#### Selected excerpt
========================================

The Ministry of Environment, Science, Technology and Innovation is the ministry of Ghana responsible for the development of environment and science in the country.

Vision 
The ministry conceives of maintaining development through the use of science, technology and innovation for economic growth and healthy external conditions through advanced and a well-structured economy.

Mission 
The purpose of this ministry is to sustain growth by putting up measures to strengthen market aimed research and development (R&D) for appropriate external conditions, science, technology and innovation through massive cognizance conception, partnership and team work.

Agencies 
 Council for Scientific and Industrial Research
 Ghana Atomic Energy Commission
 Environmental Protection Agency
 Land Use & Spatial Planning Authority
 National Biosafety Authority
 Nuclear Regulatory Authority, Ghana

Objectives

 The intensification of the application of safe and sound environmental practices;
 The development and promotion of a science and technology culture at all levels of society.
 The development of the sector's institutionalized delivery capacities in human resource management, infrastructure and plant/equipment through appropriate policies and legislation.

========================================

#### Extracted data
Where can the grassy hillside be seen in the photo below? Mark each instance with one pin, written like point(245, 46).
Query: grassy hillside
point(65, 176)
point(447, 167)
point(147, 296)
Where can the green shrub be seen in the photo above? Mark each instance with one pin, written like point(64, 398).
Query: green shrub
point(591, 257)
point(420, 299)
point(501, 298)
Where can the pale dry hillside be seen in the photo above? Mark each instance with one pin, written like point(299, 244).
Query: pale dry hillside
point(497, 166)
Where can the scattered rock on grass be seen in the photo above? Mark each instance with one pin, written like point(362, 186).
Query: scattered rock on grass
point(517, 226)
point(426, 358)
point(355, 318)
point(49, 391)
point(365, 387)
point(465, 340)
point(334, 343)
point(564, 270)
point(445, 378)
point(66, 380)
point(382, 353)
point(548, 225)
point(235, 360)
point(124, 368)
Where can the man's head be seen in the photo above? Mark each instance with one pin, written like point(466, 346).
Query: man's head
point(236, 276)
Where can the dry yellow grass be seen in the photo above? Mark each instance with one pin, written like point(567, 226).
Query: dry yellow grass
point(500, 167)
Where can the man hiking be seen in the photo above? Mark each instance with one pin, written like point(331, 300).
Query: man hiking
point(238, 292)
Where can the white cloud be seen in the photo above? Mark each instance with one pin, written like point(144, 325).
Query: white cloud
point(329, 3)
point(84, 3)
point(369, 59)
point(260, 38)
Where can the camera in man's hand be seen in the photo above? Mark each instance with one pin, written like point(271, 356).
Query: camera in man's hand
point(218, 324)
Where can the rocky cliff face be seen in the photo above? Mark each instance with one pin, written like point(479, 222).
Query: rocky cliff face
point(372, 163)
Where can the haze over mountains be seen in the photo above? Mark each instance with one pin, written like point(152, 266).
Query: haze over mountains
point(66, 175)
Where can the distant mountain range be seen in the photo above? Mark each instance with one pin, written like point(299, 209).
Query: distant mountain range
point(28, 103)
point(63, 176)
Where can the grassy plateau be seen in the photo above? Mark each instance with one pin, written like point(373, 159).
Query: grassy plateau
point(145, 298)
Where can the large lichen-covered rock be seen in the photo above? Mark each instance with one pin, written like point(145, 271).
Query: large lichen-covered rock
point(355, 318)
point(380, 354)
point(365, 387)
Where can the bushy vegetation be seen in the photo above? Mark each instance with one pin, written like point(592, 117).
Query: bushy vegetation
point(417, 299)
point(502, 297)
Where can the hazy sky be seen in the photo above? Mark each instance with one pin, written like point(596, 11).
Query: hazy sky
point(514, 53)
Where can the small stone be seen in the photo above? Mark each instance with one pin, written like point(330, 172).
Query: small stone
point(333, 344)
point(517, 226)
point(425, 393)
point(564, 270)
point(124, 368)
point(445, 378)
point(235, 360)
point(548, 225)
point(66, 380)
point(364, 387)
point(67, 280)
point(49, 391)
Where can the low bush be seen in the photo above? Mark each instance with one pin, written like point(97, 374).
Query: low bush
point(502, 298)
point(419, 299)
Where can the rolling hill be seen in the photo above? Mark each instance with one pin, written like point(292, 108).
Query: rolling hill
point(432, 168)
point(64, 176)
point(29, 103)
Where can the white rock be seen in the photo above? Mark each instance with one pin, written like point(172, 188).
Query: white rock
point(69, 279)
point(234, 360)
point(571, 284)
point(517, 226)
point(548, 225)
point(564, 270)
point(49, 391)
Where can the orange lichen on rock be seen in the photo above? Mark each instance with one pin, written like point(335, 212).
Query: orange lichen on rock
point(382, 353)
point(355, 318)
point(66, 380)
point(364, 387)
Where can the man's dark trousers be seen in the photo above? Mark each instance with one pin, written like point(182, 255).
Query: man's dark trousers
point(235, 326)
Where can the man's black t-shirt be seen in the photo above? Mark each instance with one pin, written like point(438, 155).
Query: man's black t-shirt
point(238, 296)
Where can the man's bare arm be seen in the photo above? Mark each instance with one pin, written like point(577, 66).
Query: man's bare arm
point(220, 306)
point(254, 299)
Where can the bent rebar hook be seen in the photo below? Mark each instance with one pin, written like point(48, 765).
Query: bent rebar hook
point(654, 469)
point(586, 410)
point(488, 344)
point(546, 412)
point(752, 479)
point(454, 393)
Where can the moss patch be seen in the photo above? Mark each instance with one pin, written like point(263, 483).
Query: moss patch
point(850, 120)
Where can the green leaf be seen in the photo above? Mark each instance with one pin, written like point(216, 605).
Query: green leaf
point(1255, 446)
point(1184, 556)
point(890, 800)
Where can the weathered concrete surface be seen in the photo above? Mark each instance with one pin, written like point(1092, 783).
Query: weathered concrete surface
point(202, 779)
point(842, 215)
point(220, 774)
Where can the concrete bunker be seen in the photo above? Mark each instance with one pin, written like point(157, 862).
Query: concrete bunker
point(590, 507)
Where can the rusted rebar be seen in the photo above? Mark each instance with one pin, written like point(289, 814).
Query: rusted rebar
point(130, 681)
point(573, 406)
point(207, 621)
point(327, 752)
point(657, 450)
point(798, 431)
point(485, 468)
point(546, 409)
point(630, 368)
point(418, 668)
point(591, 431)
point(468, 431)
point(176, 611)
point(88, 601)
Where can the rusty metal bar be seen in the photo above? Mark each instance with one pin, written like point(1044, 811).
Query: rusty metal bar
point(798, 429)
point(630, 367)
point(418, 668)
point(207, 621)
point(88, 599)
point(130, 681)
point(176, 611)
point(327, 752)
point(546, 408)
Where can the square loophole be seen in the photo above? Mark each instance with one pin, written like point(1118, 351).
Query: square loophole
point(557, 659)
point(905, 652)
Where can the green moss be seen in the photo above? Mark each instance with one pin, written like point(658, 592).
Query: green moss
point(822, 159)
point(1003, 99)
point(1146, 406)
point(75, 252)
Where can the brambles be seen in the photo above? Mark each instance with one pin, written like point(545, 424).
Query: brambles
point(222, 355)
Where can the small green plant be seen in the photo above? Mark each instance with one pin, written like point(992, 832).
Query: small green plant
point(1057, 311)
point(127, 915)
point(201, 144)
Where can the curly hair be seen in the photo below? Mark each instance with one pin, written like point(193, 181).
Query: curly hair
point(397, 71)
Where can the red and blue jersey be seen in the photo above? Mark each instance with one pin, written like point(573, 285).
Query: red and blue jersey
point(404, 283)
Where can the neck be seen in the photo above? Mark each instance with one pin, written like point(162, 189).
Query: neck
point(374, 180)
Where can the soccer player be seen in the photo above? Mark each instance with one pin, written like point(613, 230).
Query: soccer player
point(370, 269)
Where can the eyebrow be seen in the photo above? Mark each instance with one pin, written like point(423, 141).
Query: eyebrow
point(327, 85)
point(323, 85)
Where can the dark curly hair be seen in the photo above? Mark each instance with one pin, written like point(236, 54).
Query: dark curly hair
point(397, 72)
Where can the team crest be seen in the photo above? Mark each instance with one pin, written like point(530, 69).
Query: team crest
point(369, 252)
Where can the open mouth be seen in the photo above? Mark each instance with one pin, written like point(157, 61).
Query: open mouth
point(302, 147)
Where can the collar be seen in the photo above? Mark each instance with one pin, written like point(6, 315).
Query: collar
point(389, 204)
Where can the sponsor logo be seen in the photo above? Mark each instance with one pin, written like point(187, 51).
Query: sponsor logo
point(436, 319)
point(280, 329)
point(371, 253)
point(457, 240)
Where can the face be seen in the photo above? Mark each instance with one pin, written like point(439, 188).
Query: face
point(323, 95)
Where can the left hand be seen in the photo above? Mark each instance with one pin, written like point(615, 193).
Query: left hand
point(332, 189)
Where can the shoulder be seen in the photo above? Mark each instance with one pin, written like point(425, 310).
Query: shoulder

========================================

#### Parts of the exercise
A. Collect every row that contains the word "square". Case counts.
B. Carry on the piece about Ghana's environment and science ministry, picking up after its final line.

#### Outputs in order
A.
Where can the square loophole be seen in the photo above? Mark each instance with one pin, written like point(1118, 351).
Query: square loophole

B.
 The promotion of public demand for science and technology  products and services;
 The encouragement and strengthening of compliance of  human settlements standards in communities;
 The strengthening of linkages with local and international collaborating agencies;
 The promotion, co-ordination  and evaluation of research and development activities;

Functions 
 Encourage actions required to support the measures and policies needed for projecting and carrying out sound scientific and technological development actions;
 Ascertain the classification, monitoring, rating and to supervise the activities of Environment, Science, Technology and Innovation while seeing to the economic benefits.
 Ensure appropriate and efficient environmental direction and administration.
 Ensure the appropriate management of all planned programs and see to budgets in the area of environment, science, technology and innovation sector of the economy for aims of attaining a unified management system.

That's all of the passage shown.